Please repeat the line that contains "Localize dark backpack" and every line after it, exactly, through the end of the records.

****************

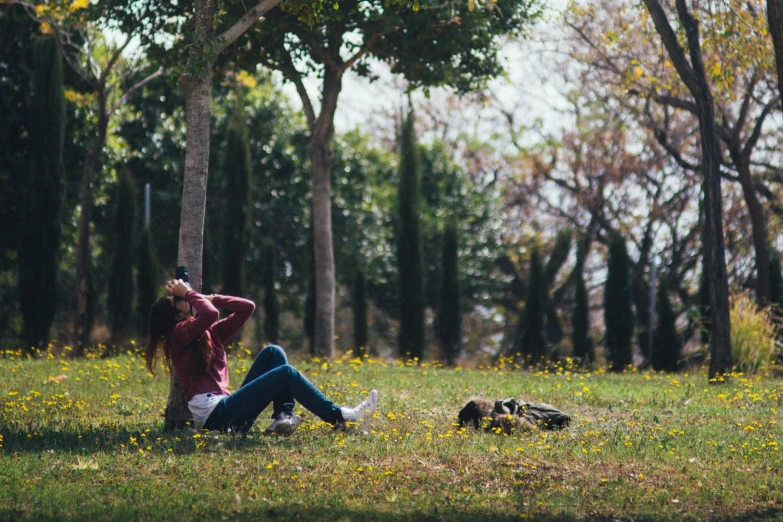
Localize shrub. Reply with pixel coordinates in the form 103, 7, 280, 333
730, 293, 780, 373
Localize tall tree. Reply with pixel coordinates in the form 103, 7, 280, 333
642, 0, 732, 378
436, 220, 461, 366
605, 233, 635, 372
263, 240, 279, 345
652, 276, 681, 372
519, 244, 546, 364
221, 97, 251, 297
352, 265, 368, 358
230, 0, 542, 358
397, 109, 425, 360
18, 35, 65, 353
107, 168, 136, 344
572, 240, 594, 365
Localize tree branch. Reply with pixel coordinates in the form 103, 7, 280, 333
642, 0, 700, 96
292, 25, 337, 68
275, 55, 316, 129
110, 67, 164, 115
99, 34, 132, 87
742, 96, 778, 160
652, 127, 700, 171
215, 0, 282, 56
339, 30, 389, 74
731, 75, 757, 147
755, 180, 783, 216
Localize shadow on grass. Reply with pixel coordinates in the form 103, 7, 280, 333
2, 505, 782, 522
0, 422, 309, 455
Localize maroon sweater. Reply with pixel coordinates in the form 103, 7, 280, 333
168, 291, 255, 402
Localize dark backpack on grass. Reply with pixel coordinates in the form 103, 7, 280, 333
458, 397, 570, 433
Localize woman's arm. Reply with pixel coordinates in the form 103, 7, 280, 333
168, 290, 220, 346
210, 295, 256, 345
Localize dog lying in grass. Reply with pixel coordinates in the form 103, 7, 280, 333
458, 397, 570, 434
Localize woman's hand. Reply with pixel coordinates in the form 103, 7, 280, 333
165, 279, 190, 298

****************

**Reply:**
Localize dark backpack on grass. Reply with pixel coordinates in the form 103, 7, 280, 333
458, 397, 570, 433
Localize woman's arm. Reply with pixel coordinates in the form 103, 7, 280, 333
168, 290, 220, 346
210, 295, 256, 345
Localize dog lying in grass. Reply with pixel coordinates in the form 103, 7, 280, 333
458, 397, 570, 434
Localize woman's hand. Reply with pixel coordinates in the form 103, 7, 280, 333
165, 279, 190, 298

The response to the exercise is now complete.